GEBRUIK VAN INFORMATIE:
#1 Welke rookklasse geldt volgens het fragment over het beloopbare vlak ten minste voor een vloer die aan de binnenlucht grenst?
#2 Breid de tekst over het beloopbare vlak uit met een vervolg na de laatste zin.

======== FRAGMENT ========

Artikel 2.69 Beloopbaar vlak
De brandvoortplanting van de bovenzijde van een horizontaal vlak, met inbegrip van flauw hellende vlakken, zoals een vloer, een hellingbaan en de bovenzijde van een trap, wijkt sterk af van die van niet-horizontale vlakken. Het eerste lid geeft een voorschrift voor dergelijke vlakken die grenzen aan de binnenlucht. Daarom geldt voor dergelijke vlakken in afwijking van artikel 2.67 een rookklasse van ten minste s1fl en een in tabel 2.66 aangegeven brandklasse, die afwijkt van de bij artikel 2.67 in tabel 2.66 opgenomen brandklasse. Deze specifieke brandklassen (Cfl en Dfl) zijn afgestemd op het feit dat de brandvoortplanting op een horizontaal vlak anders verloopt dan op een verticaal vlak of een vlak aan de onderzijde van een vloer of van een ander constructieonderdeel.
Het tweede lid geeft een soortgelijk voorschrift voor de brandklasse van een bovenzijde van de vloer, de trap of de hellingbaan aan de buitenlucht grenst.

======== RUWE GEGEVENS ========

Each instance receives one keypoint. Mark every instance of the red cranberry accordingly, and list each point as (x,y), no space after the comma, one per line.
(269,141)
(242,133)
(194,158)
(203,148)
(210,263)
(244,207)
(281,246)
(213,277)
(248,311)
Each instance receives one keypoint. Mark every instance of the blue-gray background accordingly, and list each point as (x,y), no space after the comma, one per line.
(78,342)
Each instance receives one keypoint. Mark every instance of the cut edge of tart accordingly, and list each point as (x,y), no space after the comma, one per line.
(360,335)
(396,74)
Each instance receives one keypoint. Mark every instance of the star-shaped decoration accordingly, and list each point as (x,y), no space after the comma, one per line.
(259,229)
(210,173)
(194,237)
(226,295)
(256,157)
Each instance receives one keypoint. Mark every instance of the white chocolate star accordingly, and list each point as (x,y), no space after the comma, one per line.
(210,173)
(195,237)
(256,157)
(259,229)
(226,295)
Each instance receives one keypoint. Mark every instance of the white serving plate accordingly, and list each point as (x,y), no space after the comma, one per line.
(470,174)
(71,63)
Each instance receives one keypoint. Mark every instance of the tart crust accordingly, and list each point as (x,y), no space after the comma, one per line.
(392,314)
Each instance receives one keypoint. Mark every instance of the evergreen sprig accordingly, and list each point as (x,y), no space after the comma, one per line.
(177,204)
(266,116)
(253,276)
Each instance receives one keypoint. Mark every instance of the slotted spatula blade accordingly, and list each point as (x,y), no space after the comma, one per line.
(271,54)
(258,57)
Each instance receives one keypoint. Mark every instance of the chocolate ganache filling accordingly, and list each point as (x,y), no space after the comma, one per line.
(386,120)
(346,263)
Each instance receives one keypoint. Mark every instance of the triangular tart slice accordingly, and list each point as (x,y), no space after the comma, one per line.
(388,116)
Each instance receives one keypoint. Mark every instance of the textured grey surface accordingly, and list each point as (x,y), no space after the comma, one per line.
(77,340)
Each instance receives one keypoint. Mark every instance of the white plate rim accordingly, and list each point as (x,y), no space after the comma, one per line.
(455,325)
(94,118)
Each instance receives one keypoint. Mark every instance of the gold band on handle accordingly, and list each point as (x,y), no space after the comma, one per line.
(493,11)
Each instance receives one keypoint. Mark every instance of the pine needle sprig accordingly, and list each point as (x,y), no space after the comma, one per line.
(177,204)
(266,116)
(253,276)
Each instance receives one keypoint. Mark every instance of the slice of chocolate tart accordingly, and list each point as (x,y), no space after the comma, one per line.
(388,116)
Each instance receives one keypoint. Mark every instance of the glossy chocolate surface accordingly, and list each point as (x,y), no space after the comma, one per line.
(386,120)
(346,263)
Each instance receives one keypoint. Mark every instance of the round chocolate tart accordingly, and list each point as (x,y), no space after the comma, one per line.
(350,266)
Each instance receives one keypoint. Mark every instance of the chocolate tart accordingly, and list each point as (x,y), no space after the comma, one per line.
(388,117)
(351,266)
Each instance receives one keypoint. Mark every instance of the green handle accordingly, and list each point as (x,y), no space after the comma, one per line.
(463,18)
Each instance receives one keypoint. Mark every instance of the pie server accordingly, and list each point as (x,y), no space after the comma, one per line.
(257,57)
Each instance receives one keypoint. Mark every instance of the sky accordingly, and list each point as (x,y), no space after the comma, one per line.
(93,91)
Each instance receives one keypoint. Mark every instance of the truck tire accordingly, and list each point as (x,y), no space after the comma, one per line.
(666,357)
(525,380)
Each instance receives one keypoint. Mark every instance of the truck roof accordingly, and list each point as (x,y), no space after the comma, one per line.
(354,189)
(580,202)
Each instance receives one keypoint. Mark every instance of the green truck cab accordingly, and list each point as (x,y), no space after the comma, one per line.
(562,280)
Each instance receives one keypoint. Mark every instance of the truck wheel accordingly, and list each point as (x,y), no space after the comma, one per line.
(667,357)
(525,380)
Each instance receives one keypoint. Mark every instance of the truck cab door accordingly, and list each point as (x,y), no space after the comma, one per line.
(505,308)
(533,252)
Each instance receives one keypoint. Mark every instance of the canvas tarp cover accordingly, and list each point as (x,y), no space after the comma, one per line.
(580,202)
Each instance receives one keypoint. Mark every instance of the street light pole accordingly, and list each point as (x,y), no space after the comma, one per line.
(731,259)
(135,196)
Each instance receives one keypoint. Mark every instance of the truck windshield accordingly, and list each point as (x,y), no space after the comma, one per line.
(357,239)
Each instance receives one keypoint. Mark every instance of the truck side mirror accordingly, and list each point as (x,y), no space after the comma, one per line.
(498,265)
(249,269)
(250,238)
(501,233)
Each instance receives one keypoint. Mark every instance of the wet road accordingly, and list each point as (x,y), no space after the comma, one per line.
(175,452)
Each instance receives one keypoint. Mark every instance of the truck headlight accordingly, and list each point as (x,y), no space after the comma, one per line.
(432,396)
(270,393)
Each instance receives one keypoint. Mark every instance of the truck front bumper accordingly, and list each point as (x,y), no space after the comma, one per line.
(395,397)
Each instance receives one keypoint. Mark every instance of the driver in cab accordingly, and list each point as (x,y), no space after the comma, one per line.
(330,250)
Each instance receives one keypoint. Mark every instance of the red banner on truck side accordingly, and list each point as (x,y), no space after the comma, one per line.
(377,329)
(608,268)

========

ANTWOORDEN PER OPDRACHT:
#1 Ten minste rookklasse s1fl.

#2
In artikel 2.69 is bij Stb. 2013, 75, “een voor personen bestemde vloer” vervangen door “een vloer”. Een niet voor personen bestemde vloer kan namelijk ook vlam vatten zijn. Hierdoor zouden voor deze beloopbare delen de artikelen de artikelen 2.67 en 2.68 niet van toepassing zijn. Dit is een niet verantwoorde versoepeling ten opzichte van het Bouwbesluit 2003 omdat de voorschriften in de artikelen 2.67 en 2.68 (bepalingsmethode en de brand- en rookklassen) betrekking moeten hebben op alle beloopbare vlakken. Met het schrappen van de zinsnede "voor personen bestemde" is het voorschrift weer in overeenstemming gebracht met het vergelijkbare voorschrift in het Bouwbesluit 2003 dat ook uitging van “een vloer” en niet van “voor personen bestemde vloer”.